▶ [Work item] Considering every line below, count those with the word "find" and give only the result.

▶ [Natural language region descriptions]
********

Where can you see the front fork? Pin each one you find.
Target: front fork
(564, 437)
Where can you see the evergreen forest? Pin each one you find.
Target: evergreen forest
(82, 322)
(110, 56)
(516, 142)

********

▶ [Solution to the problem] 2